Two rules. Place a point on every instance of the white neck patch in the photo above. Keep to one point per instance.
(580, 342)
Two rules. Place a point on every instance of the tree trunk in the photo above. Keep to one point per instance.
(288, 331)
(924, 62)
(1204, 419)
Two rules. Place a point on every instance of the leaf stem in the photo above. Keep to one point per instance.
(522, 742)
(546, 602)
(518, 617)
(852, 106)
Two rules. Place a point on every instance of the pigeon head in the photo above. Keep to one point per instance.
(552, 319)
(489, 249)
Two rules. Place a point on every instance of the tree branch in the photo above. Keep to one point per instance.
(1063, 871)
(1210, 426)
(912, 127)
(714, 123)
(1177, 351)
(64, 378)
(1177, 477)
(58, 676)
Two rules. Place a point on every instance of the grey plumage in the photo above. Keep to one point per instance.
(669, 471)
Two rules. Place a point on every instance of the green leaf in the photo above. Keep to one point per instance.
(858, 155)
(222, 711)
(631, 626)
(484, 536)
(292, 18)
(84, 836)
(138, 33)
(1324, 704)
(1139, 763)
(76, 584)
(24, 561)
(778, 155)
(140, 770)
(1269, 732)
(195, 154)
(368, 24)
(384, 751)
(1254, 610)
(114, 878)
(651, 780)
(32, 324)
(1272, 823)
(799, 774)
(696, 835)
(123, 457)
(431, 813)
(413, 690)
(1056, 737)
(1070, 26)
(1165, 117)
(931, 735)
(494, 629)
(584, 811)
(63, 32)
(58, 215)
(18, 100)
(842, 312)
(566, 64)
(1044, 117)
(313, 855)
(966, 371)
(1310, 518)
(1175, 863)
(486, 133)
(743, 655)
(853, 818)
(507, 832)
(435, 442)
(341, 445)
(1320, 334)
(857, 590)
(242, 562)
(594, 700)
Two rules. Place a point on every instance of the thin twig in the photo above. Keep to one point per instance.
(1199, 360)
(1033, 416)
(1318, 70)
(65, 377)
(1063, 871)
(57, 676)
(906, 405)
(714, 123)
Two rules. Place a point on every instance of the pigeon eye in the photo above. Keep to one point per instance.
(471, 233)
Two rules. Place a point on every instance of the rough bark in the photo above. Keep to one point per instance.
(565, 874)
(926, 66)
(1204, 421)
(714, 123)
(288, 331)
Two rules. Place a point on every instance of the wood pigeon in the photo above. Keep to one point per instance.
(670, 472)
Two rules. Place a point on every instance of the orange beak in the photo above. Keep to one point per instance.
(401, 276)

··········

To be done: Rewrite all the records above, switching every "pigeon" to "dove" and leaving everything else as it stands.

Exercise answer:
Two rules. Place a point on every instance of the white neck patch in the photo above. Keep to one point per instance.
(580, 342)
Two rules. Place a point on every instance of the tree trunk in the photo above. Keep to one point per instance.
(288, 331)
(924, 62)
(1204, 419)
Two rules. Place a point on every instance of the leaf stem in the photo above. Keep to one point per instance.
(522, 742)
(546, 602)
(518, 617)
(852, 106)
Two rules. Place a point on every instance of the dove head in the photo above. Keep to one point per instance.
(552, 319)
(489, 249)
Two rules. Place a point on every instance of the tree branch in the photo above. Keep to one point per instance.
(1063, 871)
(1210, 426)
(912, 127)
(714, 123)
(1177, 351)
(64, 378)
(1177, 477)
(58, 676)
Two rules. Place a point on every instance of the grey plumage in the photo above. Keep to one point per instance.
(669, 471)
Two rules. Place a point on every instance of the green leaf in the photo above. Keep to one point per instance.
(858, 155)
(222, 711)
(631, 626)
(484, 536)
(292, 18)
(84, 836)
(138, 33)
(1324, 704)
(1139, 763)
(76, 584)
(24, 561)
(778, 155)
(140, 770)
(1269, 732)
(195, 154)
(368, 24)
(384, 751)
(1254, 610)
(114, 878)
(651, 780)
(32, 324)
(1272, 823)
(799, 774)
(696, 835)
(123, 457)
(431, 813)
(413, 690)
(1056, 737)
(1070, 26)
(1165, 117)
(931, 735)
(494, 629)
(584, 811)
(63, 32)
(58, 215)
(18, 100)
(842, 312)
(566, 64)
(1044, 117)
(313, 855)
(966, 371)
(1310, 518)
(1175, 863)
(486, 133)
(743, 655)
(853, 818)
(507, 832)
(435, 442)
(341, 445)
(1320, 334)
(857, 590)
(242, 562)
(594, 700)
Two rules. Place a point on every instance of the thin twig in the photo above. Keep to one point per instance.
(1199, 360)
(1033, 416)
(1318, 70)
(65, 377)
(1063, 871)
(57, 676)
(906, 405)
(714, 123)
Two rules. Place a point on every instance of the dove eye in the photo above. Keep to one point per instance.
(471, 233)
Two rules. Place a point on every instance of the rough bark in the photo above. Keep to one point per instance.
(565, 874)
(926, 66)
(1204, 421)
(714, 123)
(288, 331)
Two rules. Place a point on every instance of the wood dove in the photo above. Keep to one point per instance.
(670, 472)
Two rules. Place a point on every instance of the orange beak in the photo above. Keep to one point per instance.
(401, 276)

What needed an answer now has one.